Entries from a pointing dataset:
-- Start --

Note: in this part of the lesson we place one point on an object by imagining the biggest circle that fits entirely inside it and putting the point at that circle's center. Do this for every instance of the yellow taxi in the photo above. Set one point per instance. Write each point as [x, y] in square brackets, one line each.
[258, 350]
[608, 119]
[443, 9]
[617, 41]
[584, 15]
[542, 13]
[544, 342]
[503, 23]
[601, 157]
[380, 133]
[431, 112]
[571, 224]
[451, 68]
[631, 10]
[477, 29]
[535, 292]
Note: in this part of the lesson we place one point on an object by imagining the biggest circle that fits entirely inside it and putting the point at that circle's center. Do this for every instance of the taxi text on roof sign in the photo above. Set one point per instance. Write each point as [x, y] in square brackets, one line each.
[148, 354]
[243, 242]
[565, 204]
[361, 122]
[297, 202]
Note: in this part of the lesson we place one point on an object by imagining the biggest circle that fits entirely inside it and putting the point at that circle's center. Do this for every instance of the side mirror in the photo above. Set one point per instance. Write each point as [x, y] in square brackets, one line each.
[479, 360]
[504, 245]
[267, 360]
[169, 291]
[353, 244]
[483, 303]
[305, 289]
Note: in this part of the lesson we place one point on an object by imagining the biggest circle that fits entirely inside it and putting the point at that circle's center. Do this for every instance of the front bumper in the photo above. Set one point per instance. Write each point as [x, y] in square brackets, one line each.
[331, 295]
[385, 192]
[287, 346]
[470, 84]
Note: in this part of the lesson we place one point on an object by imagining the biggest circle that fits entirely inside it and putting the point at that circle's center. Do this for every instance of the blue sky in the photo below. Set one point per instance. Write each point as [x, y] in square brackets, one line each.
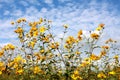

-- End --

**Exercise:** Reproduce all the items above word for word, leaving out the pictures.

**Answer below:**
Note: in this part of the lesson we place one point on an object by imagining the biggest circle that fits entirely inside it and putting the point at that circle's center. Do this for every instance of the yellow taxi in the photo above. Set one point per instance. Write each point as [x, y] in square brackets, one line each.
[258, 350]
[608, 119]
[443, 9]
[617, 41]
[584, 15]
[542, 13]
[544, 342]
[503, 23]
[601, 157]
[380, 133]
[431, 112]
[571, 224]
[451, 68]
[631, 10]
[477, 29]
[535, 292]
Note: in this part of the lesson we place one point on an object by imagining the biggest circle that fits entirely inside it and putting the point at that circle's center. Do this for every instance of the taxi text on roof sign in the photo above. Set one point per instance. Write each point as [x, y] in square brackets, one line each.
[148, 354]
[243, 242]
[565, 204]
[361, 122]
[297, 202]
Note: in this part of the lesson we place one point on an object by imagining the biggest circle that fits entirely inside it and putting the point at that circle's center. Do this for every instance of the side mirror in the photo above. Set one point per instance. Write each point as [x, y] in square brackets, one line each.
[479, 360]
[504, 245]
[267, 360]
[169, 291]
[353, 244]
[483, 303]
[305, 289]
Note: in this part of the lesson we place one point on an object by imagining the biggest circle that fits entirely inside it and putting the point at that circle's center. Do this for every instance of the front bumper in the photo above. Set one point per instance. Write each point as [x, y] in square brackets, one line each.
[331, 295]
[385, 192]
[287, 346]
[470, 84]
Note: in this part of the lesson we place one point on an object by imagining the biggest circle that fits entirely inside it and putting the point at that circle's center. Do this for every instance of the blue sky in the photo below. Set one point per instance. Write each point as [x, y] in square brackets, one line each.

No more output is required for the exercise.